_Exercise_:
Find all lines with the word "photo" in the material, then copy them.

_Extracted data_:
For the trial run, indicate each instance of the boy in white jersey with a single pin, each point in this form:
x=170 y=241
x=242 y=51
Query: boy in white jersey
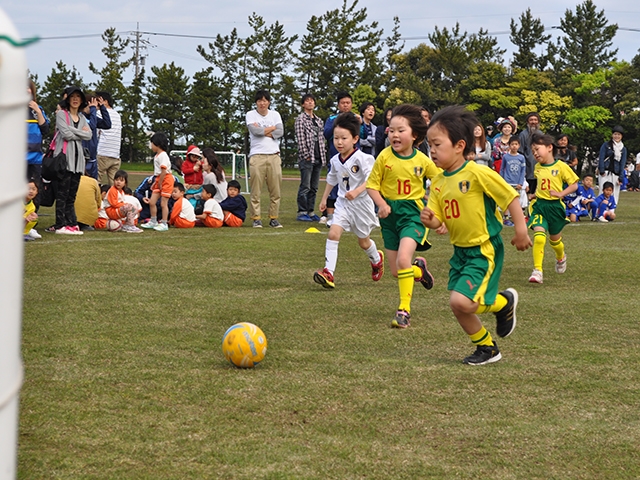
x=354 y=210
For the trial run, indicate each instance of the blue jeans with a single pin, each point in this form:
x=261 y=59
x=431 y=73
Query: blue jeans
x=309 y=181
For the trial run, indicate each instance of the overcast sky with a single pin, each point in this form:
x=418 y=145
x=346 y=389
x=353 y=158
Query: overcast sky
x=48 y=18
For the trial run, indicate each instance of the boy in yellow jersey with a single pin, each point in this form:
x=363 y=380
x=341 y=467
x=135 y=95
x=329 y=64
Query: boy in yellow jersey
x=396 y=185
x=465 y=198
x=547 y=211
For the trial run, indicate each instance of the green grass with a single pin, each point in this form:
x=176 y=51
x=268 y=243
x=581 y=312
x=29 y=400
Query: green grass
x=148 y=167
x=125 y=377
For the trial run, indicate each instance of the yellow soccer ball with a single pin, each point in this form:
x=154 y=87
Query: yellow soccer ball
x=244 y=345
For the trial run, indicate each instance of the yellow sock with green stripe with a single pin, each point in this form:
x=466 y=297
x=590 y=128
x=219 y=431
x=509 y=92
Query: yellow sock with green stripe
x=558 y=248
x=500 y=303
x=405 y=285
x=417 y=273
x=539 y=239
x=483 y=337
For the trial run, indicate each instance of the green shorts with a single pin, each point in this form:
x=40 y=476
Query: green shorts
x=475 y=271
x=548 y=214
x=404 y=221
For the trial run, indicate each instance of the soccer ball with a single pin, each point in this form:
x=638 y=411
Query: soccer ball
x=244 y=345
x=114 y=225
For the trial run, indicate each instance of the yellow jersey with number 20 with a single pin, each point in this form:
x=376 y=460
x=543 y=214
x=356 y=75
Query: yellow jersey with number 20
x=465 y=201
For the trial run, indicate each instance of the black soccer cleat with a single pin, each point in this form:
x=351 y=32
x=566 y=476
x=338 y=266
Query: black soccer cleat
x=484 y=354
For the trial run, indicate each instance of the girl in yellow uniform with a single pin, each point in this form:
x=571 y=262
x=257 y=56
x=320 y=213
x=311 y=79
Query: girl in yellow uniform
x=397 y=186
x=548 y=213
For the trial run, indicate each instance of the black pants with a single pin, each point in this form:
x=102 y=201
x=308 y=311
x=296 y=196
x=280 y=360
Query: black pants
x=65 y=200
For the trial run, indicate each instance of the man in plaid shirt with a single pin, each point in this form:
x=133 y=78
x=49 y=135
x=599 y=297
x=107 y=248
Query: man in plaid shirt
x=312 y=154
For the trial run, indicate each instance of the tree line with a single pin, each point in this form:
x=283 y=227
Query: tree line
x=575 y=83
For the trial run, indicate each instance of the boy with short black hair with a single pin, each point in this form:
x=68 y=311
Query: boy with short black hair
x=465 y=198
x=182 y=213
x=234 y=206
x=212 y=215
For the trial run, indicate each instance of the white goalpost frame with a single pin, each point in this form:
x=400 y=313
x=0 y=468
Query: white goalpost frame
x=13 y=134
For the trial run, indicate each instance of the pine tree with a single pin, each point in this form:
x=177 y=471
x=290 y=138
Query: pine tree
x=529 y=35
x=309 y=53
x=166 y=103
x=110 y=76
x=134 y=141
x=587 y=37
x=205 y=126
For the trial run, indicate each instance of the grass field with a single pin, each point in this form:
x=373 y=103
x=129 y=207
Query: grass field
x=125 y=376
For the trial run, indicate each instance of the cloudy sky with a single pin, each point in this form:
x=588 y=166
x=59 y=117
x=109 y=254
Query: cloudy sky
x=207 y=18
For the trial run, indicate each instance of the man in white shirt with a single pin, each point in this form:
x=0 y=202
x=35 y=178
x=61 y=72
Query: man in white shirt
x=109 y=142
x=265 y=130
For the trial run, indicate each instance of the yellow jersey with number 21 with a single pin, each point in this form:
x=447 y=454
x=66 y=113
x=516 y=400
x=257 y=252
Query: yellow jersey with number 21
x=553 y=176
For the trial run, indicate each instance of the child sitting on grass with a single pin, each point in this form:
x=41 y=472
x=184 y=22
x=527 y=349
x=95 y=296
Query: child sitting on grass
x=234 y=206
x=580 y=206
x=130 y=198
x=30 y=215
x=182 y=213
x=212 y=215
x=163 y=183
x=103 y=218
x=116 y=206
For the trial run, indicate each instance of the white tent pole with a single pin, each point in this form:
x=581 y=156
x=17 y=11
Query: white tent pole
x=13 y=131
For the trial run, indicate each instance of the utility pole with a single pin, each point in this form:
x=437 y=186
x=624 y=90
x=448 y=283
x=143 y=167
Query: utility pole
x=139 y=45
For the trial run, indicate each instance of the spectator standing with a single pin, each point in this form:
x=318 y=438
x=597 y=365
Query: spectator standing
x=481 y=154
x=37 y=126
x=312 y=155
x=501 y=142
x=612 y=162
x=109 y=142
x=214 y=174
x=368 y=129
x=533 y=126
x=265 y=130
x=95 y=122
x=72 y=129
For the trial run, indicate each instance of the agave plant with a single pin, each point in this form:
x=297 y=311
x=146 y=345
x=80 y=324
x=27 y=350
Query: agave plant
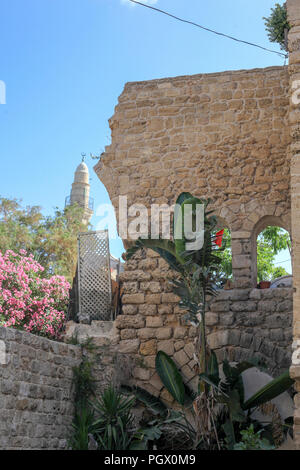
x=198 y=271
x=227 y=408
--
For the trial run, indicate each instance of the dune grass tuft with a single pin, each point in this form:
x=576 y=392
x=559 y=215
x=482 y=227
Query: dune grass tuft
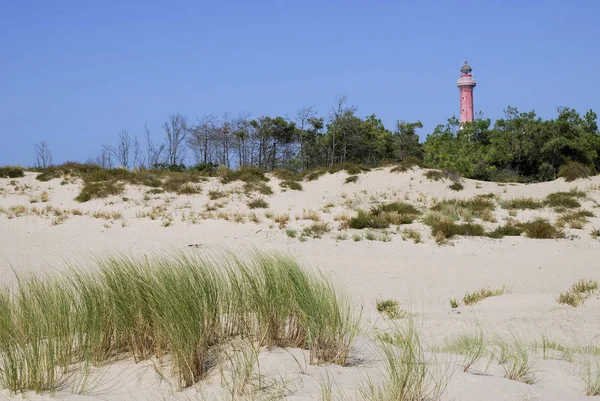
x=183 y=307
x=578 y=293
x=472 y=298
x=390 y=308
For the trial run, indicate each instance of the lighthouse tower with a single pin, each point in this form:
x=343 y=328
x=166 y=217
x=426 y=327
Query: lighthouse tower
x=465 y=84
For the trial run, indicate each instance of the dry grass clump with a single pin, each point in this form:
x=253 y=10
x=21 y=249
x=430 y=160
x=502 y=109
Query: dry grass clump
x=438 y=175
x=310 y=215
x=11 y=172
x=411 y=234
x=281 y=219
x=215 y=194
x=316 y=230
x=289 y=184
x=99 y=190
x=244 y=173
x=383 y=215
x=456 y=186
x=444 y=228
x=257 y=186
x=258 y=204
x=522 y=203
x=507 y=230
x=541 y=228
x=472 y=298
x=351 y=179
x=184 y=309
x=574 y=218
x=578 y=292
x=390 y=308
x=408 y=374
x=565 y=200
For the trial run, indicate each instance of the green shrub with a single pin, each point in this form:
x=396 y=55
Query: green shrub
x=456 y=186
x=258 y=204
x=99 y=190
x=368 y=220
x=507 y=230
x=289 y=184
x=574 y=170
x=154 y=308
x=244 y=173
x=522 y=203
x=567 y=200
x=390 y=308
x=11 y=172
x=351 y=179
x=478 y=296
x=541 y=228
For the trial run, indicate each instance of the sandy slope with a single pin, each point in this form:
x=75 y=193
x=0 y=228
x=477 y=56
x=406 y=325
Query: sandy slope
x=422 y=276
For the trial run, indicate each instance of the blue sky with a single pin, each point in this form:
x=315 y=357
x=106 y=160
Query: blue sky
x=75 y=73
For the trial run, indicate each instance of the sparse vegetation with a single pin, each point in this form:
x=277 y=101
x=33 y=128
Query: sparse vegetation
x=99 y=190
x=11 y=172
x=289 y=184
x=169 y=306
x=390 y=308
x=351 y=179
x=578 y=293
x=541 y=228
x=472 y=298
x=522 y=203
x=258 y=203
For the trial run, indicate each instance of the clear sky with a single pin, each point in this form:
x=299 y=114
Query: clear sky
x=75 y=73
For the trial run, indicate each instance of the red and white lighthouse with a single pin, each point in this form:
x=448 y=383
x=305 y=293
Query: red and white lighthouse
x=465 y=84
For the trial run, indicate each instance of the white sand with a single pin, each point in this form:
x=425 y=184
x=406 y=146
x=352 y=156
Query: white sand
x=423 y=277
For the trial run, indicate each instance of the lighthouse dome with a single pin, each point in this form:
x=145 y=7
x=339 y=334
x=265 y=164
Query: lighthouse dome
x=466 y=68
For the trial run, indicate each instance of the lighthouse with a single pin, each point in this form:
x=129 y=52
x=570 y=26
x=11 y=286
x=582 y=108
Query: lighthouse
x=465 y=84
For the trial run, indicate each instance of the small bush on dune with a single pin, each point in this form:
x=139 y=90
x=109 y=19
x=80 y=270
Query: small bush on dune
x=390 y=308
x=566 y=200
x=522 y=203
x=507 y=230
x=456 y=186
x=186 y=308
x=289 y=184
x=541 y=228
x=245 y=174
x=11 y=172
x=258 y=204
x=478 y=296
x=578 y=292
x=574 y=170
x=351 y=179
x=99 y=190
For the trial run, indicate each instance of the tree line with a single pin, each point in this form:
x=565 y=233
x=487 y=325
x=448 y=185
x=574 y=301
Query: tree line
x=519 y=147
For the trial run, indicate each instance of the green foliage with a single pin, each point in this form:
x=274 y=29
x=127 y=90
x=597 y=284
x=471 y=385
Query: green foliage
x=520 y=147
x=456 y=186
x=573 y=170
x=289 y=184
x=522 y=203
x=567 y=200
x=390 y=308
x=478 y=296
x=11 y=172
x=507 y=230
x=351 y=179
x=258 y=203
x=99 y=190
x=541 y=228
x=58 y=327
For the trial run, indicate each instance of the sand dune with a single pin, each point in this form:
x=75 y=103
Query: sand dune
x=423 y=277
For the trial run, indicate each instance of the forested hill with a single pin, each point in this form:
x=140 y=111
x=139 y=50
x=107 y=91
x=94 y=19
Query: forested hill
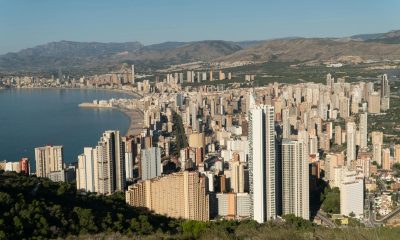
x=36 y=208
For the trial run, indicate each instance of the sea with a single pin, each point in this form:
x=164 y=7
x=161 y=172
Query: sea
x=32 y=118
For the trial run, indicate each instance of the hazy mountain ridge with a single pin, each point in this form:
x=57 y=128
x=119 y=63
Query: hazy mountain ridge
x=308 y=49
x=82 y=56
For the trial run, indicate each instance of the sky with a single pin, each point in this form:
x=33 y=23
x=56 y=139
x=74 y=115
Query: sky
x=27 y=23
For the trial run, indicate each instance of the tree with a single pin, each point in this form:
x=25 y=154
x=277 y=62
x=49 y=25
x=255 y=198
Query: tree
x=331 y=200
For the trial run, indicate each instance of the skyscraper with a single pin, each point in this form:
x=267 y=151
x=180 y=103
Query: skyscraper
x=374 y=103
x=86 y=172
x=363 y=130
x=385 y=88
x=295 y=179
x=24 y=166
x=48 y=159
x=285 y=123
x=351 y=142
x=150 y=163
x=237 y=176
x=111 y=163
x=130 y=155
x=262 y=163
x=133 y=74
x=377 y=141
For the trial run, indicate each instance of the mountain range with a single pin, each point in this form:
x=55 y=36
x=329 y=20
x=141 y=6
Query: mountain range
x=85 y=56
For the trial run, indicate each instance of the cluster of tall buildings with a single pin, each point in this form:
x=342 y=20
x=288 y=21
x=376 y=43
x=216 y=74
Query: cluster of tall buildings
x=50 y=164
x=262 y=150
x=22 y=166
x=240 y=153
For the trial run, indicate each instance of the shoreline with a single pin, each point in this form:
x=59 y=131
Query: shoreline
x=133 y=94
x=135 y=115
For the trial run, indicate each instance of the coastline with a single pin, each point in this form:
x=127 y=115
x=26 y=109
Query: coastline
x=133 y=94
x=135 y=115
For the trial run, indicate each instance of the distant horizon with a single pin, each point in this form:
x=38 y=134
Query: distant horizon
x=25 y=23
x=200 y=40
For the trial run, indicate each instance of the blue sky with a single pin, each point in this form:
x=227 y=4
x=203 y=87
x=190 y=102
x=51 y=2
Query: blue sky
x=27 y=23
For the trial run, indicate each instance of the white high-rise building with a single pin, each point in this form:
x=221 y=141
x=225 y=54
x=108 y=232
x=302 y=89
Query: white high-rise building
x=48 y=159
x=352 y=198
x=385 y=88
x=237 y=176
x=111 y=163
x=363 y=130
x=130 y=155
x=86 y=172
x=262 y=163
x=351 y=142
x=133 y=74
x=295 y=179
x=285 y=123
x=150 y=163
--
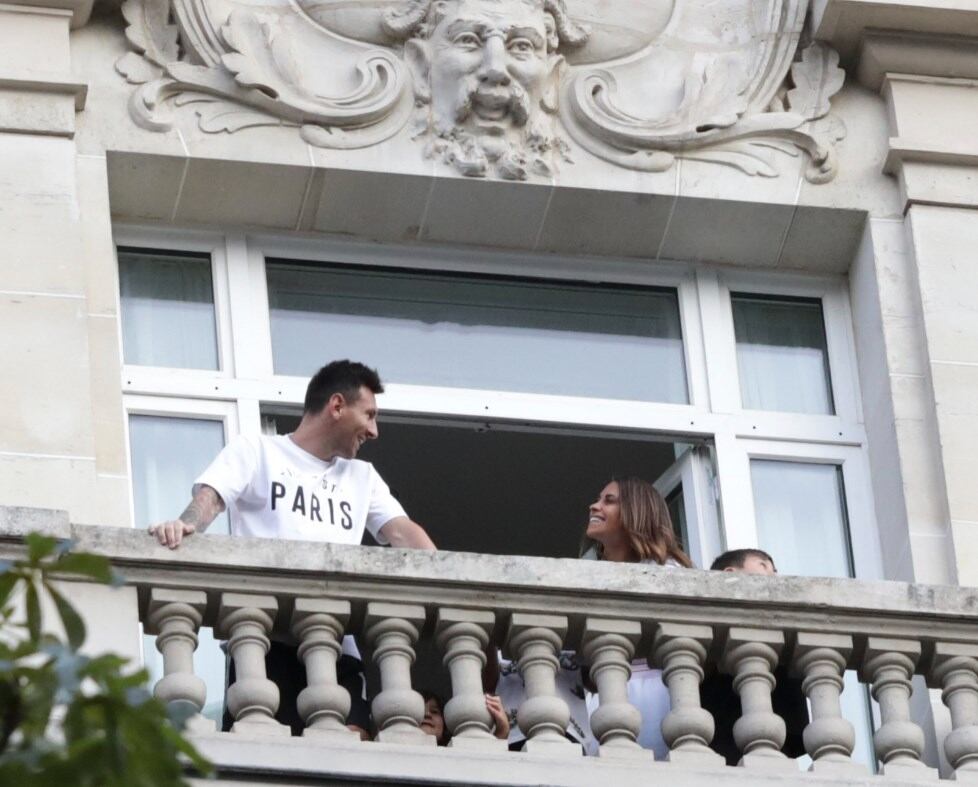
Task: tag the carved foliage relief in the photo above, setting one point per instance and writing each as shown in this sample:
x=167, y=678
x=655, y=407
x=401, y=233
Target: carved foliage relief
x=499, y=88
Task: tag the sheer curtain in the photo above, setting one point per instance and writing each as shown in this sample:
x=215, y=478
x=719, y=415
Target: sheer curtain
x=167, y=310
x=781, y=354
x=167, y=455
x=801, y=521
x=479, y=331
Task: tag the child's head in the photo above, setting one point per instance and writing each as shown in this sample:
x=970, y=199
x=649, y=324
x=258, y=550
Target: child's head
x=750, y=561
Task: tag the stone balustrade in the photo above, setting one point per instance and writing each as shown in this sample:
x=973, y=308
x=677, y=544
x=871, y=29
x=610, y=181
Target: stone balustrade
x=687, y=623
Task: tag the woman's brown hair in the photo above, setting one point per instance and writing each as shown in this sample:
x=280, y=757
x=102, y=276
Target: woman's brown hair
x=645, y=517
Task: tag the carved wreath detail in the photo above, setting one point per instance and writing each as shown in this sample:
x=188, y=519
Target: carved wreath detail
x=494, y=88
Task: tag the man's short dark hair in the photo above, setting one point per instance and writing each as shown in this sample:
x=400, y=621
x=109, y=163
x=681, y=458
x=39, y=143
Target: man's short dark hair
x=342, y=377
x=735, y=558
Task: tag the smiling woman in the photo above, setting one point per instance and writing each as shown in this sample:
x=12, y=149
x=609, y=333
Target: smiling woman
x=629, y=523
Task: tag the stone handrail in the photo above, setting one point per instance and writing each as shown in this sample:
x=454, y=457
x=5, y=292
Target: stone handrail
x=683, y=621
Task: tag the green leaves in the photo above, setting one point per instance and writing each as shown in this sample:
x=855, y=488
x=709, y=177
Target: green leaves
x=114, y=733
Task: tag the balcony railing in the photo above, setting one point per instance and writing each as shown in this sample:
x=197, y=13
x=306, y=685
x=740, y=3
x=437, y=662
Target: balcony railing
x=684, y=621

_Answer to this exercise_:
Task: tag the carved foliage relief in the photo above, setting one point per instance and writing each as shown in this sample:
Task: tag the sheer curtain in the photo above, setting one point per instance and writing each as shown in this sample:
Task: tag the child's head in the photo above, setting one point per instance and writing each as shown in this sample:
Task: tag the stone balustrade in the photo above, setting one point per instance and writing each as shown in this sample:
Task: tag the woman's brown hair in the photo above, setting one point per instance and writing each as shown in this sample:
Task: tag the carved wreath detail in the photo above, setting one point per instance and writing each as shown in this sample:
Task: tag the man's short dark hair in the photo above, setting one point per instance and writing each as shown in this sample:
Task: tag the smiling woman in the photo above, setting one point per instance and writing each as shown in this sample:
Task: tag the stone handrail in the photo above, setting one point per instance and writing each as shown in this sample:
Task: tag the green leaves in the photo above, setting one point per instance and writing each as shown in this sample:
Task: tag the balcony railing in the photo above, setting one point per instance and writing each as shown in this sample:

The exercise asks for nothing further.